Goal. Quote each of the rows below word for word, leaving the pictures out.

[Start of Material shown]

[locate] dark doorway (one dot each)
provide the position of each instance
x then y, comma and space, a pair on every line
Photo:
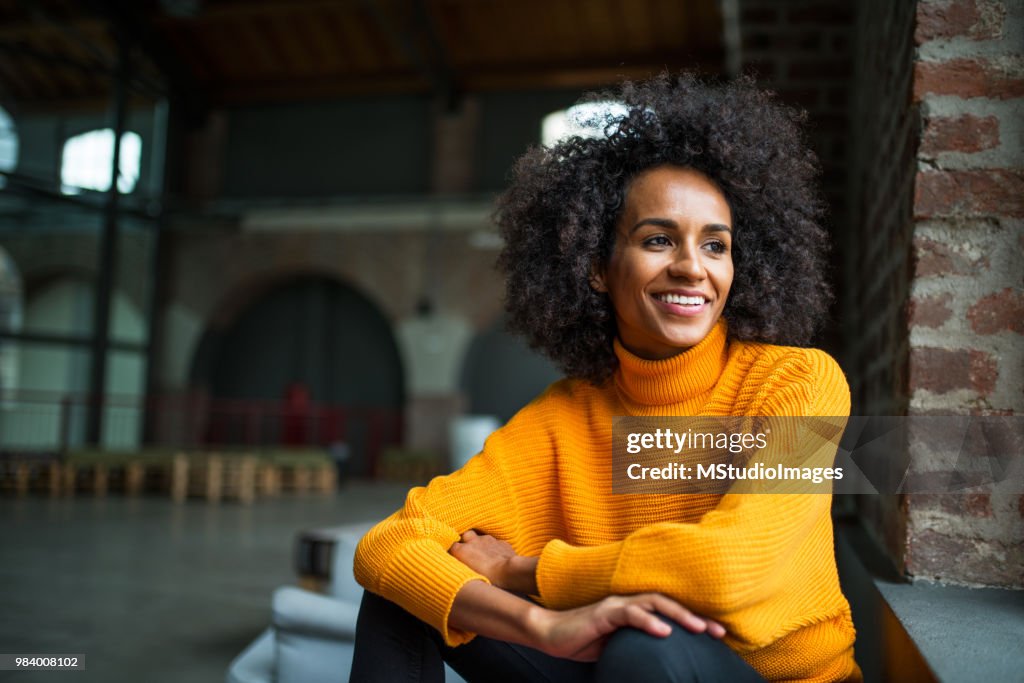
315, 360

[End of Material shown]

Output for this exercise.
[locate] dark doorway (one dot each)
provide the position of each instance
x then y, comma and space, a pair on every line
Photo:
315, 360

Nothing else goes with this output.